> _Records for processing_
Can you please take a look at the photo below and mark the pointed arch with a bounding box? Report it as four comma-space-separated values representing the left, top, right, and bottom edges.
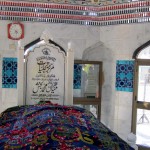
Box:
24, 38, 66, 55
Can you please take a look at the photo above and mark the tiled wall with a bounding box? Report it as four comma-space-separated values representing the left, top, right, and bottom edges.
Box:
83, 24, 150, 140
0, 20, 150, 139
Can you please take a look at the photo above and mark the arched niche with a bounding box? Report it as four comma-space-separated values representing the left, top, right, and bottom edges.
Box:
24, 38, 66, 104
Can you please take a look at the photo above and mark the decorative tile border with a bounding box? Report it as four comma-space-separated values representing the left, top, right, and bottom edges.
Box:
0, 1, 150, 26
116, 60, 134, 92
2, 0, 147, 6
2, 57, 17, 88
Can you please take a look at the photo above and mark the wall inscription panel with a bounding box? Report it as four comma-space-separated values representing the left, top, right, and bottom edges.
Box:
26, 44, 65, 104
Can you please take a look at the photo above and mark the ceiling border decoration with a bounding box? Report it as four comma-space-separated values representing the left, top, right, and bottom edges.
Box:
0, 0, 150, 26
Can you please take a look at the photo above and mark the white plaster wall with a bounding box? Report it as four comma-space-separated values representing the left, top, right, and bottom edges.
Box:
0, 21, 150, 142
83, 24, 150, 140
0, 21, 100, 112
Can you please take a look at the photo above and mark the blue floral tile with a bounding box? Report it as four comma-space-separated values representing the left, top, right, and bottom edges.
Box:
116, 60, 134, 92
2, 57, 17, 88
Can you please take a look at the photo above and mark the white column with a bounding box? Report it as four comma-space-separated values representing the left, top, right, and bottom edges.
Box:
65, 43, 74, 105
17, 42, 25, 105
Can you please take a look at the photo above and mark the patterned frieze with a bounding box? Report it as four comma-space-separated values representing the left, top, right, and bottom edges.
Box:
0, 1, 150, 26
0, 0, 147, 6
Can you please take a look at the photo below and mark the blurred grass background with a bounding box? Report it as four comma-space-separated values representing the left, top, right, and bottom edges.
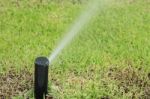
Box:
0, 0, 150, 99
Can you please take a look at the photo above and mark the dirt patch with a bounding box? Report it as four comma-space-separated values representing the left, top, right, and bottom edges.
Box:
0, 69, 33, 99
107, 66, 150, 99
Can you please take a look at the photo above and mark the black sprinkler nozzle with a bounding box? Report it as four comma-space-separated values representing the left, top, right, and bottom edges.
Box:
34, 57, 49, 99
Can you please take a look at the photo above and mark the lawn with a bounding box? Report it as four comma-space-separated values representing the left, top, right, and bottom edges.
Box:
0, 0, 150, 99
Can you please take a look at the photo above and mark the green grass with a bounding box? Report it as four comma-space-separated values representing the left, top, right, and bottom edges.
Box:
0, 0, 150, 99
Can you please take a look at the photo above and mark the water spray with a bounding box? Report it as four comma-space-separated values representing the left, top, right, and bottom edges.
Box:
34, 0, 107, 99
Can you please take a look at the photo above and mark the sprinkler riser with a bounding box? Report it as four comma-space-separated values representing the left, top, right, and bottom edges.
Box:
34, 57, 49, 99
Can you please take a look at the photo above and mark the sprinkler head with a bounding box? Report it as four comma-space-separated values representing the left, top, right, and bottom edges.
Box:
34, 57, 49, 99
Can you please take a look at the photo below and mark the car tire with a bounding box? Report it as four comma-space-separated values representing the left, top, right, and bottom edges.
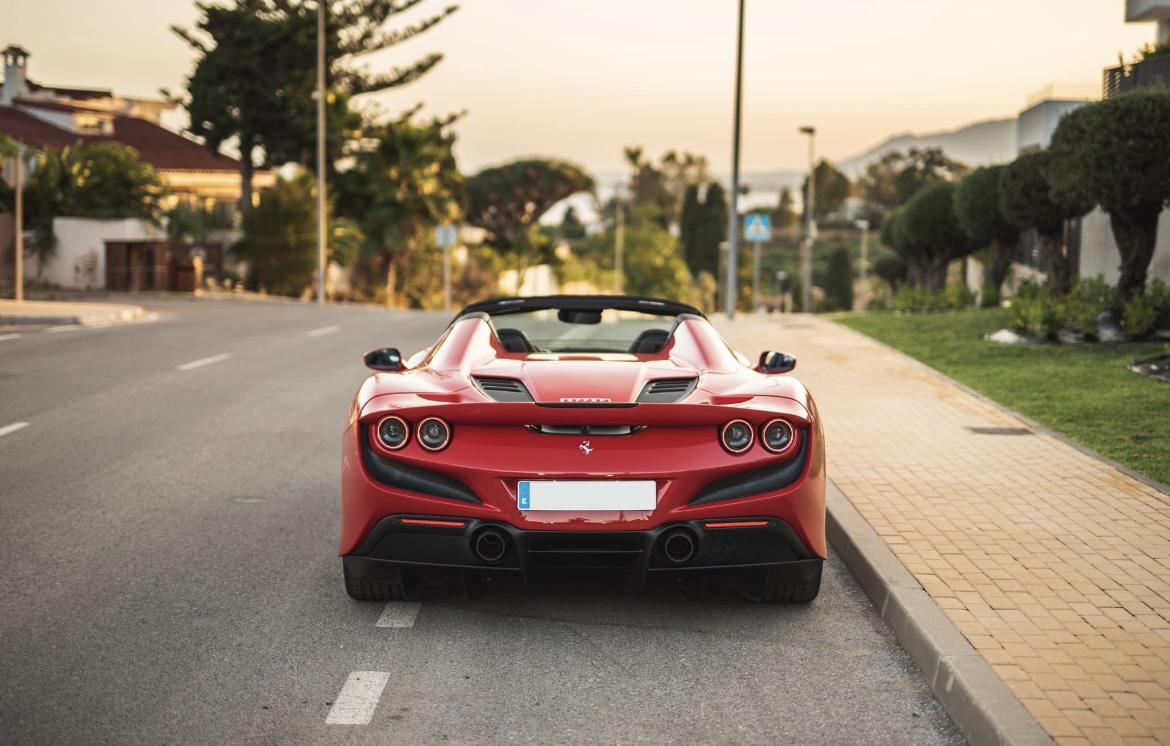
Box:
739, 564, 824, 603
342, 564, 418, 601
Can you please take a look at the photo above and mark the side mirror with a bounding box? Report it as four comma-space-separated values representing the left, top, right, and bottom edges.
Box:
362, 347, 406, 373
756, 350, 797, 374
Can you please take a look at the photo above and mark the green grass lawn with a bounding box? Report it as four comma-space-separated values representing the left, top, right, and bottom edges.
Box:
832, 309, 1170, 484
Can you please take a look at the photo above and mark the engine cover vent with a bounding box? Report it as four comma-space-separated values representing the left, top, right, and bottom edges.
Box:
472, 377, 536, 402
636, 378, 698, 405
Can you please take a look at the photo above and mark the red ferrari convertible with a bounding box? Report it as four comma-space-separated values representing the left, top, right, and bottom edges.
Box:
340, 296, 826, 603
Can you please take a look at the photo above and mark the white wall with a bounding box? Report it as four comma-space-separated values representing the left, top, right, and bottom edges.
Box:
496, 264, 557, 296
25, 217, 166, 289
1079, 207, 1170, 285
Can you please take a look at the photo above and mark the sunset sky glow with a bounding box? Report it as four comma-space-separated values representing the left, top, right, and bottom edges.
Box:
0, 0, 1154, 171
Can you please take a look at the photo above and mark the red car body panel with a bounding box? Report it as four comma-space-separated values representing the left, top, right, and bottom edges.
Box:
340, 315, 827, 560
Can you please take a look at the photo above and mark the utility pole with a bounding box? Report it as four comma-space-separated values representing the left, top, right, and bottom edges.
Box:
800, 126, 817, 313
13, 151, 25, 303
317, 0, 328, 305
854, 220, 869, 311
613, 184, 626, 296
725, 0, 744, 319
751, 241, 759, 311
2, 146, 27, 303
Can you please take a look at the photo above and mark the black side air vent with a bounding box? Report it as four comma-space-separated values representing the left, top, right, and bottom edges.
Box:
472, 377, 536, 401
638, 378, 698, 405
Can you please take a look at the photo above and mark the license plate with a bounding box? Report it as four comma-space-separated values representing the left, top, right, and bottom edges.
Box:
516, 479, 658, 510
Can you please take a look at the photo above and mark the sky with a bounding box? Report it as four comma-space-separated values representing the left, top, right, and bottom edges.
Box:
0, 0, 1155, 173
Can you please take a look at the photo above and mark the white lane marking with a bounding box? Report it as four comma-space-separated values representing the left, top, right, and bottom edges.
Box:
0, 422, 30, 439
325, 671, 390, 725
376, 601, 422, 627
176, 352, 232, 371
304, 326, 342, 337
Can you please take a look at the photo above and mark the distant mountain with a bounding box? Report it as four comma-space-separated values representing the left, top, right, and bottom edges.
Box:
837, 119, 1016, 178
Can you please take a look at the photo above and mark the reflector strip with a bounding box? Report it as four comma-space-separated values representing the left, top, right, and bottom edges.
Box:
402, 518, 467, 529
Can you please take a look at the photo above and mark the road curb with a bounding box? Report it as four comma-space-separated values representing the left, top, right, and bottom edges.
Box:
0, 305, 146, 326
826, 319, 1170, 502
826, 482, 1053, 746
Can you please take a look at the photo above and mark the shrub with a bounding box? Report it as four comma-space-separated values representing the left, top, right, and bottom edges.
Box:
894, 285, 934, 313
938, 282, 975, 311
1121, 292, 1158, 337
1145, 277, 1170, 329
1035, 297, 1068, 339
1067, 275, 1114, 337
979, 282, 999, 309
825, 247, 853, 311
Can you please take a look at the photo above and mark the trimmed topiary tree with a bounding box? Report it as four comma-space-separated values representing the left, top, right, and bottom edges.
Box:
895, 181, 975, 292
955, 166, 1020, 298
999, 151, 1093, 297
1047, 88, 1170, 311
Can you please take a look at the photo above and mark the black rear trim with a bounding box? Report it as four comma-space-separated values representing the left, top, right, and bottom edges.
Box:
455, 296, 707, 319
689, 428, 810, 505
362, 427, 483, 505
472, 375, 535, 402
536, 401, 638, 409
634, 378, 698, 405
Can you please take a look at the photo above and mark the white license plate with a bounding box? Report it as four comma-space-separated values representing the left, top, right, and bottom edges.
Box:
516, 479, 658, 510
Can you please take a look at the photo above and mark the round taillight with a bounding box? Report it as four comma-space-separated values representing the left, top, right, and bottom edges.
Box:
720, 420, 756, 454
759, 420, 797, 454
419, 417, 450, 450
378, 415, 411, 450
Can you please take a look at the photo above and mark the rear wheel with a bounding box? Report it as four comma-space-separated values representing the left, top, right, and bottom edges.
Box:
739, 562, 824, 603
342, 560, 418, 601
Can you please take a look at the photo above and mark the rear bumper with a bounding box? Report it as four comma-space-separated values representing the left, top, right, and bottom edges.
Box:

> _Exercise prompt_
In the listing above, find the line containing "mark the shrub" and please quote exactly that line through the last one, and no other lines.

> _Full answer_
Can you please take a look at the photo above and mark the shrub with a bounding box? Report it as four comma-space-separated values representing the left, top, right, and bottom edges.
Box:
894, 285, 934, 313
938, 282, 975, 311
1121, 292, 1158, 337
1145, 277, 1170, 329
1035, 297, 1068, 339
1067, 275, 1114, 337
979, 282, 999, 309
825, 247, 853, 311
Can you please take a look at the photo above and mark the trimmed topiary tree with a bounding box? Report it as four comma-space-separated values representing the left, top, right, and bottom edges.
Box:
895, 181, 975, 292
955, 166, 1020, 298
999, 151, 1093, 297
1047, 88, 1170, 311
Can you please take a look at the photo above and mark the black rear trim with a bounding box? Report it as four comma-space-separated values representing the left, top, right, and bottom edges.
Box:
455, 296, 707, 319
689, 428, 810, 505
362, 427, 483, 505
472, 375, 535, 402
536, 401, 638, 409
634, 378, 698, 405
Can you please take a look at the photo above and mark the white license plate with a bounding box? Report it as four comma-space-separated values representing the left, top, right, and bottom edges.
Box:
516, 479, 658, 510
Can you please take a look at the photo above and mark the round taillight with a bounding box? Report it as four comma-space-separated values representing the left, top, right, and bottom edges.
Box:
720, 420, 756, 454
759, 420, 797, 454
419, 417, 450, 450
378, 415, 411, 450
Can you please take a look at the photo above and mark the rear wheel with a bounding box? Report it as four comma-space-separated values representing the left, top, right, and bottom edges.
Box:
739, 562, 824, 603
342, 560, 418, 601
Can you please take a look at the photo above and mark the rear bumper with a bounding box? Report it as four comma-space-separated values representing the left, top, right, and bottom edges.
Box:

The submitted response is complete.